▸ THE EXERCISE:
Identify each line of the material below that contains the word "figure", and copy every such line in full.

▸ Object-pointing dataset rows:
>>>
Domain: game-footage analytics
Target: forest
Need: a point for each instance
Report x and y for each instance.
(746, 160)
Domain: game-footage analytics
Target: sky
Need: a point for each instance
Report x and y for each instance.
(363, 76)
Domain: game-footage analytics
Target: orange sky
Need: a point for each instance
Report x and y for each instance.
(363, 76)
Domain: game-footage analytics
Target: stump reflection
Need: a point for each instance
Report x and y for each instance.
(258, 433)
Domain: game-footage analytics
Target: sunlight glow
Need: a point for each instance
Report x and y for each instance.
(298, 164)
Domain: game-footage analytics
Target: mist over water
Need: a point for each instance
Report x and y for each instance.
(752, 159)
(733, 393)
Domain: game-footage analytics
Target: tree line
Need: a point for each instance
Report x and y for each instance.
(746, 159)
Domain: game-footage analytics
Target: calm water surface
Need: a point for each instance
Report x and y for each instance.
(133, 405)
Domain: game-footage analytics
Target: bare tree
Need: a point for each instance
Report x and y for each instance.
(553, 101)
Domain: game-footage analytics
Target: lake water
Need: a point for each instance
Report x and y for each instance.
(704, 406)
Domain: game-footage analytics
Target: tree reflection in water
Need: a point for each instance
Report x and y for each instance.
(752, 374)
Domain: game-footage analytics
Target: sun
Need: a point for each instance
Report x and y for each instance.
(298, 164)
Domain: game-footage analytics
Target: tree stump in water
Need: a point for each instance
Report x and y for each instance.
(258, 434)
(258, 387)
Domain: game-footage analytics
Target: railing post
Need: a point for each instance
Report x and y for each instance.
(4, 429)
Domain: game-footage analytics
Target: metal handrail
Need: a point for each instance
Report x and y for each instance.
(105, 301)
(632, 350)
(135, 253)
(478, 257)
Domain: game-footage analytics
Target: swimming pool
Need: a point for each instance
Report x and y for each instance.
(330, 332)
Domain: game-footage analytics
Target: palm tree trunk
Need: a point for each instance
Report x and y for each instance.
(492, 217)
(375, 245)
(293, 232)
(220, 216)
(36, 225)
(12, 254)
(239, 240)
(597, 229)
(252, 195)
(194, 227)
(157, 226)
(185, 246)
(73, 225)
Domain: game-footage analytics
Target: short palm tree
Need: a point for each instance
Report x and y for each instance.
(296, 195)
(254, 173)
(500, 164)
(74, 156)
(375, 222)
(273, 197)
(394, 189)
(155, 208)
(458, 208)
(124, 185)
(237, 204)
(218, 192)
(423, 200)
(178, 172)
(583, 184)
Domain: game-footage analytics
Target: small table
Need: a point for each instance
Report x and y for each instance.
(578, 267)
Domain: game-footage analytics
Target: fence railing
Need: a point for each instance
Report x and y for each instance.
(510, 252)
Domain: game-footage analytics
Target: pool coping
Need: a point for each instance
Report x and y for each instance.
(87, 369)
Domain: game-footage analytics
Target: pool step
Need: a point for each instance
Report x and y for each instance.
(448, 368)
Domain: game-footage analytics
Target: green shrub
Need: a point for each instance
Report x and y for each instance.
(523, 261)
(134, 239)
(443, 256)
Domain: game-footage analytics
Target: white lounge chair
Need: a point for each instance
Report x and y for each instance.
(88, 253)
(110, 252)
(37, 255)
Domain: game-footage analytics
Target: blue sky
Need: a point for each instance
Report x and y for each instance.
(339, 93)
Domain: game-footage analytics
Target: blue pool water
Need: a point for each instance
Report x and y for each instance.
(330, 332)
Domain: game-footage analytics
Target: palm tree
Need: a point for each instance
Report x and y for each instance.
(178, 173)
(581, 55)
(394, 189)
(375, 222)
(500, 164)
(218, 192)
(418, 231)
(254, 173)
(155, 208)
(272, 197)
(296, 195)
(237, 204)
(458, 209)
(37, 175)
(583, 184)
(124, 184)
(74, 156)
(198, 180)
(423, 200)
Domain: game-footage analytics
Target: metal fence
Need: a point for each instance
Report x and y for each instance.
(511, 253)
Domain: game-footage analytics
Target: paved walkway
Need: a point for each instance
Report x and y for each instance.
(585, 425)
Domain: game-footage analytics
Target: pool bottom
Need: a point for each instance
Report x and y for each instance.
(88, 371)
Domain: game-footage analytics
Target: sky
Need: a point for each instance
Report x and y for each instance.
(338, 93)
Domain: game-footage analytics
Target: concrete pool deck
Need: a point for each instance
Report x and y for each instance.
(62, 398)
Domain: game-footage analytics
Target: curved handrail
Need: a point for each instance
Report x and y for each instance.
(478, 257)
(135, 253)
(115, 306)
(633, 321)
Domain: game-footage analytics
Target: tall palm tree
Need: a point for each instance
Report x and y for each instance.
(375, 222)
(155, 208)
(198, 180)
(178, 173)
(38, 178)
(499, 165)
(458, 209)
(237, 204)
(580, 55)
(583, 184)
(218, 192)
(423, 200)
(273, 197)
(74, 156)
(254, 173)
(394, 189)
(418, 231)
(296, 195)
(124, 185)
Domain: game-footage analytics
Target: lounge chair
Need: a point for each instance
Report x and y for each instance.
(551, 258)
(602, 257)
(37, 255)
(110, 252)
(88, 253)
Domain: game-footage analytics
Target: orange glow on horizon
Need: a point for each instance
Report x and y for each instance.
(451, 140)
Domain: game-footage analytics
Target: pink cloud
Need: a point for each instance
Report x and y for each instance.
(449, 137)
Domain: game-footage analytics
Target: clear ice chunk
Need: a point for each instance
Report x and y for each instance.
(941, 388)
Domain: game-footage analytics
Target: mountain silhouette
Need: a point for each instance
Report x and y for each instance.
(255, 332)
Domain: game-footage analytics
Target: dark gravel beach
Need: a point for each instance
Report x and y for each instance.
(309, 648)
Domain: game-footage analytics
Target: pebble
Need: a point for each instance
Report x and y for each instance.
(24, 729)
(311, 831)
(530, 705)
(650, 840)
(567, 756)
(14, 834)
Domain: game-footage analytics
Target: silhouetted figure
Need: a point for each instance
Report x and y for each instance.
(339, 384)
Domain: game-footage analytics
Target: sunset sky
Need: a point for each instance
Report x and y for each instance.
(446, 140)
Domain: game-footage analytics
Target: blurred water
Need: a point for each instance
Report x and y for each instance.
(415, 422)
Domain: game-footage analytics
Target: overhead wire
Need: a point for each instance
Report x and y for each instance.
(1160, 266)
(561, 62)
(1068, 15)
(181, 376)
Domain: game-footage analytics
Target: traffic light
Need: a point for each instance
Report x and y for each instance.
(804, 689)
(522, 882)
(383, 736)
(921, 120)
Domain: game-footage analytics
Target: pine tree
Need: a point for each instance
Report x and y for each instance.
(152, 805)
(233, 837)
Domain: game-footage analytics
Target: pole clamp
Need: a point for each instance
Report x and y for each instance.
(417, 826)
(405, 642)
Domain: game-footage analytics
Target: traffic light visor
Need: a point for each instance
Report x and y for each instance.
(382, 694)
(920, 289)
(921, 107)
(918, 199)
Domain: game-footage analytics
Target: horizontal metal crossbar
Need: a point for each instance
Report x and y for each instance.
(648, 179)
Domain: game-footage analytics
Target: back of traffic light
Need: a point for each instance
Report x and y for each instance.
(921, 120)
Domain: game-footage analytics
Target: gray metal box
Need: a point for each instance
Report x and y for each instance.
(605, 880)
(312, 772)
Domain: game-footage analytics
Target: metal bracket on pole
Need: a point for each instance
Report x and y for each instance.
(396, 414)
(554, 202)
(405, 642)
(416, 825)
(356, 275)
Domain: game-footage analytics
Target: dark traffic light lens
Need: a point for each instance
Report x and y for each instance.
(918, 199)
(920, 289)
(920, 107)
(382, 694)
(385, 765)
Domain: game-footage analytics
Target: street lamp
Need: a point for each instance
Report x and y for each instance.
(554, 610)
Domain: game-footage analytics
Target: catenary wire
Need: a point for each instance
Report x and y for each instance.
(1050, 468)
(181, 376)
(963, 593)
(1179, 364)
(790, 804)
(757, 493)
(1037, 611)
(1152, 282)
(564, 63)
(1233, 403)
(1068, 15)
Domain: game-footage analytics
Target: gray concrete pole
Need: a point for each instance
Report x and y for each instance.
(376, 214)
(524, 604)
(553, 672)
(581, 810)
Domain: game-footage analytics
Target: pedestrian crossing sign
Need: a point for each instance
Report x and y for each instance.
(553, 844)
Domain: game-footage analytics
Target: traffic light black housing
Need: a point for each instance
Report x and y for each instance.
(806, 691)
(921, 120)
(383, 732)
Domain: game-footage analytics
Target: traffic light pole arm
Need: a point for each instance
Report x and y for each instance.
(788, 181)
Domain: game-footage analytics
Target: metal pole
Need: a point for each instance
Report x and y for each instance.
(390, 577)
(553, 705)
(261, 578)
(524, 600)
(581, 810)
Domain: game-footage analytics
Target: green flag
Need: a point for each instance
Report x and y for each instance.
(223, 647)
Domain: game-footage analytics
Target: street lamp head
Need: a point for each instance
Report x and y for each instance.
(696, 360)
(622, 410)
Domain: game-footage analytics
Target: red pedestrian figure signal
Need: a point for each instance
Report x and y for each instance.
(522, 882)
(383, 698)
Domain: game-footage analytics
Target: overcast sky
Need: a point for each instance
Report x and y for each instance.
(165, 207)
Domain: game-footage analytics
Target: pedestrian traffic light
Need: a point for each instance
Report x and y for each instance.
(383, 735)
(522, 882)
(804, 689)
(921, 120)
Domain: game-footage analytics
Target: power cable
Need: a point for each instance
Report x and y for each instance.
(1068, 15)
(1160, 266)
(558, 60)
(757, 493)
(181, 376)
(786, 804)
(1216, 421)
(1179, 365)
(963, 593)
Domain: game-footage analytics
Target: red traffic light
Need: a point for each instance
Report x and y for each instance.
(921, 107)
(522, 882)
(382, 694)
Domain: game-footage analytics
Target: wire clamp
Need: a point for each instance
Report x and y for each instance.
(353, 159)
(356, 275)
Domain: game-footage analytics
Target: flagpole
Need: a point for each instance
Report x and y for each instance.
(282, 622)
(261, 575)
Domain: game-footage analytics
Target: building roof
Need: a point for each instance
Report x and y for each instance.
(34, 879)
<<<
▸ EXPECTED OUTPUT:
Target: silhouetted figure
Target: red pedestrian figure signal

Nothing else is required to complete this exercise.